To do
Please reproduce the following records exactly, with nothing omitted.

Dataset content

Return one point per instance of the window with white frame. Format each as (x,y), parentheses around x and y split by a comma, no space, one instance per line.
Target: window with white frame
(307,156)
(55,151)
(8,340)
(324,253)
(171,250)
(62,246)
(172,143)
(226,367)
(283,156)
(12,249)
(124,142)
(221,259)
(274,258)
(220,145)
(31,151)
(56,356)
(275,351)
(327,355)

Solution to this task
Return one point per instance of the window with white frame. Format each as (x,y), parentheses around x and y split by a comma, no space, one instance per line.
Target: window with white frame
(307,156)
(55,151)
(8,340)
(324,253)
(171,250)
(62,246)
(172,143)
(226,367)
(283,156)
(12,249)
(124,142)
(221,259)
(274,258)
(220,145)
(31,151)
(56,356)
(275,351)
(327,355)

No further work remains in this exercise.